In the entries below, find every line with the string "black" and copy it.

> DATASET EXTRACT

____________

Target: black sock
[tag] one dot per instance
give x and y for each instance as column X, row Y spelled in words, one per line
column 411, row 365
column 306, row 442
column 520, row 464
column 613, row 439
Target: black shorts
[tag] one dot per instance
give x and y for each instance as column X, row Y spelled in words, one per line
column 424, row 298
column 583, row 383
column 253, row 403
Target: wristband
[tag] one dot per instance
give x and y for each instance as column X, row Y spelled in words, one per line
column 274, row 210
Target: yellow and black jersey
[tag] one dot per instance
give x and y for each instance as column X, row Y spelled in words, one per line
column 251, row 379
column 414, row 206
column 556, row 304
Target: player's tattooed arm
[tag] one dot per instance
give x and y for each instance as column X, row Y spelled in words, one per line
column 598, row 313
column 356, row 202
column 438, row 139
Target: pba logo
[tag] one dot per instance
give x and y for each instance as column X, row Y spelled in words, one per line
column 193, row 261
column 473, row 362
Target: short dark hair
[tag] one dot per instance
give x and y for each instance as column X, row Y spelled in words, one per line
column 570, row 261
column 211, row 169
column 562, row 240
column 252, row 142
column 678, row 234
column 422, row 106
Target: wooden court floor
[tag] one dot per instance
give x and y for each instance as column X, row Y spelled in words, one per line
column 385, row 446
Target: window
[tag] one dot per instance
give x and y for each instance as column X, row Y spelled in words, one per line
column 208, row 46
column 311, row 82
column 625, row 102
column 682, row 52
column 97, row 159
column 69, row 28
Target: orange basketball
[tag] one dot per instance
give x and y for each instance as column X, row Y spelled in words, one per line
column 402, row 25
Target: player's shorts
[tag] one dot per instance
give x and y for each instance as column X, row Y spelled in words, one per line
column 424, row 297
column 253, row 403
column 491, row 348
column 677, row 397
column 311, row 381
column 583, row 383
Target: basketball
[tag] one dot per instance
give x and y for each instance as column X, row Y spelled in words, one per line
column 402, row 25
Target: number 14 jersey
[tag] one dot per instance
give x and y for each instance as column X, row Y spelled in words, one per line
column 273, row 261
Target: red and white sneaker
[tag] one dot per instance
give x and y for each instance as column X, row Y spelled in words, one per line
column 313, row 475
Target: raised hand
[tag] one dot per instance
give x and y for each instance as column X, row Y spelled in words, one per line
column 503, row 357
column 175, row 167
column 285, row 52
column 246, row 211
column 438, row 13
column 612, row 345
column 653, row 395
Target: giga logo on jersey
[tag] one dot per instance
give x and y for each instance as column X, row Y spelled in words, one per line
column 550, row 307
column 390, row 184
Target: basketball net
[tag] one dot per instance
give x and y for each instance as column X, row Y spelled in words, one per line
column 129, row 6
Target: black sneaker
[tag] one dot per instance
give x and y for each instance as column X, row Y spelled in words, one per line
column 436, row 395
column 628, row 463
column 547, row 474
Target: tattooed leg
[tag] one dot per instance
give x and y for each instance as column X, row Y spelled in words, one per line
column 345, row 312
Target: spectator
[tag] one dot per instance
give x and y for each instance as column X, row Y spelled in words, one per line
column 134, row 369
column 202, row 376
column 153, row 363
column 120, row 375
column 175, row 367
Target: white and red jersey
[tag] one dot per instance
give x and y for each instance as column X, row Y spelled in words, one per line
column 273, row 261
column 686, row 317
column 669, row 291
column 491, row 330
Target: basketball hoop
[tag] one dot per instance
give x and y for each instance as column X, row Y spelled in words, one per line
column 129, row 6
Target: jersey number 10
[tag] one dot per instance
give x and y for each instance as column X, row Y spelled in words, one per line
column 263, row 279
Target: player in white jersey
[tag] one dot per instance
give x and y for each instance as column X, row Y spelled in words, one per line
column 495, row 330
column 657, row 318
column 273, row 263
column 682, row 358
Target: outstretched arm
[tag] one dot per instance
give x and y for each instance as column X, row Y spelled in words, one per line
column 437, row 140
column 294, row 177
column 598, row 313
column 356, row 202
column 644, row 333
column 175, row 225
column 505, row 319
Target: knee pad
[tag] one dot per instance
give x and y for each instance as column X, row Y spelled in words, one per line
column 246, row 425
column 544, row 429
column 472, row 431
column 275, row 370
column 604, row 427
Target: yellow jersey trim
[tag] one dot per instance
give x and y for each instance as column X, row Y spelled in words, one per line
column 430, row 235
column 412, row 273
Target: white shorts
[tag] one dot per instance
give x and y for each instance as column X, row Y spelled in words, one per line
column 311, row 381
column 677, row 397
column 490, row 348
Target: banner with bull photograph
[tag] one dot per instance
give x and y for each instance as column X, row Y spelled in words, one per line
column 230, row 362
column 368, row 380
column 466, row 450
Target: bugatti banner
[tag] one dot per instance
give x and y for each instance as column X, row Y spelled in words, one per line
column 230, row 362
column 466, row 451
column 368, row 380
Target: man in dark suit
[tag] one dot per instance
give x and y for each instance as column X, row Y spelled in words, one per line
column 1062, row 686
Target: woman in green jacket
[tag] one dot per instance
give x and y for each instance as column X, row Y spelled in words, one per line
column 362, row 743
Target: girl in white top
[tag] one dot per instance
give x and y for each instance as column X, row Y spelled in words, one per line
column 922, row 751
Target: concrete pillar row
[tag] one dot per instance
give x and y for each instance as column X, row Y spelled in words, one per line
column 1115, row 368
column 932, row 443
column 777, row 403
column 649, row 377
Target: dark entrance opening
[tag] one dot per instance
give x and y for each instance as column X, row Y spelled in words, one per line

____________

> RESULT FOR THIS TASK
Target: black sock
Target: black shorts
Target: yellow and black jersey
Target: black sneaker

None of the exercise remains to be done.